What is required |
In these records, how many lines contain "stand"? Please reply with the number only.

Data extract |
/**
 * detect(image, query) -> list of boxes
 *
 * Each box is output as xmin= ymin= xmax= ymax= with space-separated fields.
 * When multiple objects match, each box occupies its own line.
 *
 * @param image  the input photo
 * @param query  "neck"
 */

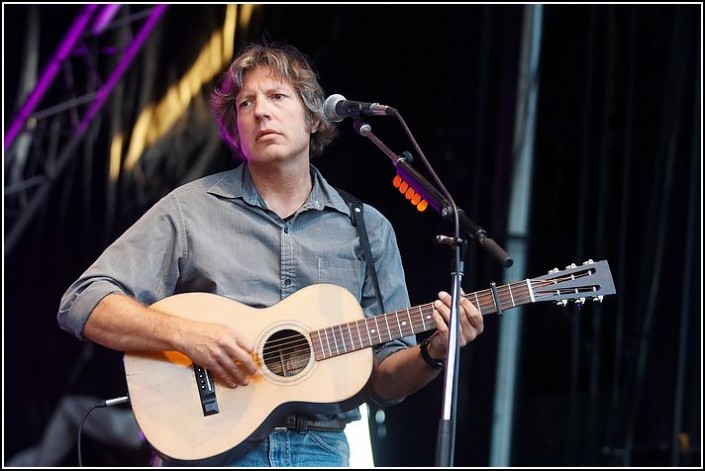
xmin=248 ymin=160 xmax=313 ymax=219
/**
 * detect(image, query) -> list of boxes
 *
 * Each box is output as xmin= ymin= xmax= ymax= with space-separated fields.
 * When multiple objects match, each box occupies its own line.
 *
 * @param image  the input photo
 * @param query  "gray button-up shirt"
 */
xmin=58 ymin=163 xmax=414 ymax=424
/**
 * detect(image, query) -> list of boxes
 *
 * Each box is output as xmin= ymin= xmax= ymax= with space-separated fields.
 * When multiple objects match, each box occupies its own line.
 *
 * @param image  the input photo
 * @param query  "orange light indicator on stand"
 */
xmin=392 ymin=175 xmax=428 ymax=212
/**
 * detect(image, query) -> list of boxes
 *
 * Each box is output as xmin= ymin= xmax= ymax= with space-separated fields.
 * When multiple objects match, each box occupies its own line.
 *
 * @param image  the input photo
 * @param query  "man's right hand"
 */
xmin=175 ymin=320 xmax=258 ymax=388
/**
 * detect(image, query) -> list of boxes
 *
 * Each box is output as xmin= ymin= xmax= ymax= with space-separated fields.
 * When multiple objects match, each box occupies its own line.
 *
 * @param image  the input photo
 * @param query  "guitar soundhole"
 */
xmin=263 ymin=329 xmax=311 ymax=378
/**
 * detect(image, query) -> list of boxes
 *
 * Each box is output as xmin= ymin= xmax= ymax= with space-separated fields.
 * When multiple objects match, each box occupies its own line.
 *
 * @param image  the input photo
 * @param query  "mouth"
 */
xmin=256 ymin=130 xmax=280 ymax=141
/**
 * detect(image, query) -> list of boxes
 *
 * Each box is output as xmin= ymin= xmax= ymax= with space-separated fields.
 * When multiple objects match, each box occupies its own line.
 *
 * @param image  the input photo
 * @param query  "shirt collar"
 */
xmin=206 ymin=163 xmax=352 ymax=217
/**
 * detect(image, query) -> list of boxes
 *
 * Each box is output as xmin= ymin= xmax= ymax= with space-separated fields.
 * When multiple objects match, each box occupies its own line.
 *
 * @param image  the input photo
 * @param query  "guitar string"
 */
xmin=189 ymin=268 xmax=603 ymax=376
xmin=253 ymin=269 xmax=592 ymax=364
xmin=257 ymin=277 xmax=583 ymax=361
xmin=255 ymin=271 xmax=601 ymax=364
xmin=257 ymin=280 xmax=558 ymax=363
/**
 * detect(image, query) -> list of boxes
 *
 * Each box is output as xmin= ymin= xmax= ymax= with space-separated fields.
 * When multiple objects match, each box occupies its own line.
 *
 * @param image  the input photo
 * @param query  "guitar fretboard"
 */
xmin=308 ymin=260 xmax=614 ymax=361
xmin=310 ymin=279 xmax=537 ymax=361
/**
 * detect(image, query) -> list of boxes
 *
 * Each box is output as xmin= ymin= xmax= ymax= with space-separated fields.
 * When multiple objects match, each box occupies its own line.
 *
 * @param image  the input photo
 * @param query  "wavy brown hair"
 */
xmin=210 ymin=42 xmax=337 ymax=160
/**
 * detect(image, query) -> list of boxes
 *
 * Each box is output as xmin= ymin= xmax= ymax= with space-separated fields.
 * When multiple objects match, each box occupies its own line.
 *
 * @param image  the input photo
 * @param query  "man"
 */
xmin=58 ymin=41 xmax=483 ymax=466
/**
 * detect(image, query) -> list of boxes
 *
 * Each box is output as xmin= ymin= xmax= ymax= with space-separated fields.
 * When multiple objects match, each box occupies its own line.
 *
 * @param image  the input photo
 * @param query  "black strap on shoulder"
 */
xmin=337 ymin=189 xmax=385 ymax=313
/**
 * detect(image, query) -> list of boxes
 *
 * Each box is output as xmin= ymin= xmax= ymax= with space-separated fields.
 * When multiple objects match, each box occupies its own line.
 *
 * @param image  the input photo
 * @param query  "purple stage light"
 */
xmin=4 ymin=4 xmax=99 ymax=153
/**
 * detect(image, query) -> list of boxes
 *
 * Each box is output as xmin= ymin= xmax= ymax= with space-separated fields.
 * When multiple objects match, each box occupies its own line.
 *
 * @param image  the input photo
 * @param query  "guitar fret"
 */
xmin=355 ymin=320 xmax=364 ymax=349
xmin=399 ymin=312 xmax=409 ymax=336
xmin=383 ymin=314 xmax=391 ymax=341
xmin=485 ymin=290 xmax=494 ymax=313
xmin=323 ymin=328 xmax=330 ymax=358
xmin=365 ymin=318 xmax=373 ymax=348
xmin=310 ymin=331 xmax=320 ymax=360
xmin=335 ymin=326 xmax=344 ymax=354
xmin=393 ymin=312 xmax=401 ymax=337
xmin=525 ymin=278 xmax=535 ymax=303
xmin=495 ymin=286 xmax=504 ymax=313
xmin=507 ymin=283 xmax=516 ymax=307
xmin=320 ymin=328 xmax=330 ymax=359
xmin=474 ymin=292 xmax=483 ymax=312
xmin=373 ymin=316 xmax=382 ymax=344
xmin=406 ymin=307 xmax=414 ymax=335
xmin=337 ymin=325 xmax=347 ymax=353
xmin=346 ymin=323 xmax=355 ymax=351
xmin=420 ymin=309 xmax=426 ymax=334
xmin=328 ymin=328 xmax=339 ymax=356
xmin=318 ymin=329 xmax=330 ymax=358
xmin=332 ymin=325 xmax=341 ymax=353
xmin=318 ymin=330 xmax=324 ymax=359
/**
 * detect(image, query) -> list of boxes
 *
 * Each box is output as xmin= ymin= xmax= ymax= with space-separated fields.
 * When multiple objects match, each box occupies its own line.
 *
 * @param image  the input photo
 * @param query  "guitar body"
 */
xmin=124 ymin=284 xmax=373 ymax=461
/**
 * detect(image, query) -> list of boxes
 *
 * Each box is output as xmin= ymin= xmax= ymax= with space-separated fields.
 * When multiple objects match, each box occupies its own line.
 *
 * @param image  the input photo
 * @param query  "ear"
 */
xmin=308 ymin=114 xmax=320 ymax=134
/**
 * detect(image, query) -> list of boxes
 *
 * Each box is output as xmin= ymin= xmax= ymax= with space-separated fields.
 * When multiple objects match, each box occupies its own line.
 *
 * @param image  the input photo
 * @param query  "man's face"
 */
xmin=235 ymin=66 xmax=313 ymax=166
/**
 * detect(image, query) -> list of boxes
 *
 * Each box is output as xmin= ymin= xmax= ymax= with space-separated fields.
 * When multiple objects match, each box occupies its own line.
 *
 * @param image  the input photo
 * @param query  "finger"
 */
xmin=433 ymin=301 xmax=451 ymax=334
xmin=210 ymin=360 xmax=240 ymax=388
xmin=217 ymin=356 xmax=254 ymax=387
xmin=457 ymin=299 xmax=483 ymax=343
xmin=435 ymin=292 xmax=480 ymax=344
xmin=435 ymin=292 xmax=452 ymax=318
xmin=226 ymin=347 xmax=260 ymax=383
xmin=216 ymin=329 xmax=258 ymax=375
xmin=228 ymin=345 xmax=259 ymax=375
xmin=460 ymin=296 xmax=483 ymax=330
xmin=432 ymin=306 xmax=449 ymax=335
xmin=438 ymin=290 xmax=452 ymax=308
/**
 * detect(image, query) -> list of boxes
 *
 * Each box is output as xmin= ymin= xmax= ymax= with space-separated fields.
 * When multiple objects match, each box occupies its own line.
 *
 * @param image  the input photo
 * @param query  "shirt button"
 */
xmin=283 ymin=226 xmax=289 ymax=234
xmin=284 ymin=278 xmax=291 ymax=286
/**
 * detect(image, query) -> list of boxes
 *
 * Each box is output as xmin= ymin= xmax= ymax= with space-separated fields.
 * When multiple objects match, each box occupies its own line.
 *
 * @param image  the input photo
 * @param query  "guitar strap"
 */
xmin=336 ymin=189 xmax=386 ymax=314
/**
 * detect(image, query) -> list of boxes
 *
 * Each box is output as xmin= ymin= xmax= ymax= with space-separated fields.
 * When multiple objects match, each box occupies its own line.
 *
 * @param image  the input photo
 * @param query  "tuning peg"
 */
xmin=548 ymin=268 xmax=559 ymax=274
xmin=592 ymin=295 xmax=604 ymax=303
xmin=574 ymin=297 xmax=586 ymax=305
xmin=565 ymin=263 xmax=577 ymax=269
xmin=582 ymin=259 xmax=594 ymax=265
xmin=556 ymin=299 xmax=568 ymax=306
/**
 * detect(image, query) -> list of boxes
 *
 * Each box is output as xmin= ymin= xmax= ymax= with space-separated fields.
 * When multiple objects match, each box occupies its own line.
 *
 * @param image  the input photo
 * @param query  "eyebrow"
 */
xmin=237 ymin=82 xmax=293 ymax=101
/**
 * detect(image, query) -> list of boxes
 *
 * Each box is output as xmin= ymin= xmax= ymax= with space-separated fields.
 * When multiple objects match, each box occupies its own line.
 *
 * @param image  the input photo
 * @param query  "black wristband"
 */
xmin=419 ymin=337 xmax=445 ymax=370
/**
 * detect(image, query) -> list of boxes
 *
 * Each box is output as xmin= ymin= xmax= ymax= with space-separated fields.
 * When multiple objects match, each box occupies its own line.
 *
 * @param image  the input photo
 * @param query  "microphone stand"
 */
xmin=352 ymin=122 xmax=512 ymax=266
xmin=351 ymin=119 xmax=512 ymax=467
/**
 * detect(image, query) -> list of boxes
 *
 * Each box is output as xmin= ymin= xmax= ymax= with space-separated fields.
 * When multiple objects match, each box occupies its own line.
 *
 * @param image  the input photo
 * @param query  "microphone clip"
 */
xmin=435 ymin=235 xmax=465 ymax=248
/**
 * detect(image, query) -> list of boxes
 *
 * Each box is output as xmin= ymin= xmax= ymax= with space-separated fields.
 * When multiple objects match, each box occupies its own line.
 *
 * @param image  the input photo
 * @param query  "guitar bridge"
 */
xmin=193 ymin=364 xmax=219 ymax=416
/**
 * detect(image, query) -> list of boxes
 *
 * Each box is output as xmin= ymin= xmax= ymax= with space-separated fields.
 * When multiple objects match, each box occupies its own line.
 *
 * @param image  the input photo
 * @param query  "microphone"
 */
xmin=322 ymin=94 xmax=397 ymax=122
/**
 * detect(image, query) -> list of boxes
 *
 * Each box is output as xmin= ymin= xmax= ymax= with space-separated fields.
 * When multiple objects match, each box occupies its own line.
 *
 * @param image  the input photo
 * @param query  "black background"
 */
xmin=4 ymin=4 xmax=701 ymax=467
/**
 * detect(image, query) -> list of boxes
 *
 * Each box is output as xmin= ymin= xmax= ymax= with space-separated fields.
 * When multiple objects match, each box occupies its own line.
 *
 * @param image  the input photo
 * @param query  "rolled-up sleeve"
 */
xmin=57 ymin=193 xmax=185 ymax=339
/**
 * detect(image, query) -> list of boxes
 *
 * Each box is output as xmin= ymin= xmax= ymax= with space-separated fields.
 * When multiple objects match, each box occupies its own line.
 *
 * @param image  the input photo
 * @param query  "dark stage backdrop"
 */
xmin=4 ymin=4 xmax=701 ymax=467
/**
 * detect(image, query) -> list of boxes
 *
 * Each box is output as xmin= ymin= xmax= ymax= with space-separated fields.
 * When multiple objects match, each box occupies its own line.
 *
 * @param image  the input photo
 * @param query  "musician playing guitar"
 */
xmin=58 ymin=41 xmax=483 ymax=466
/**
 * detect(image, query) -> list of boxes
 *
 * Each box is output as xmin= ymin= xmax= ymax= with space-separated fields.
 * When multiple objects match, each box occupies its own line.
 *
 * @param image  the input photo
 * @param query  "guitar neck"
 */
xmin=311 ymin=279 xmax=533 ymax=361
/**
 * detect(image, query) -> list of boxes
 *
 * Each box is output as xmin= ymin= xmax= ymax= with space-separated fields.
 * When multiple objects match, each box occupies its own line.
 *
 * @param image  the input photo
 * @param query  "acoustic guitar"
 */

Your solution |
2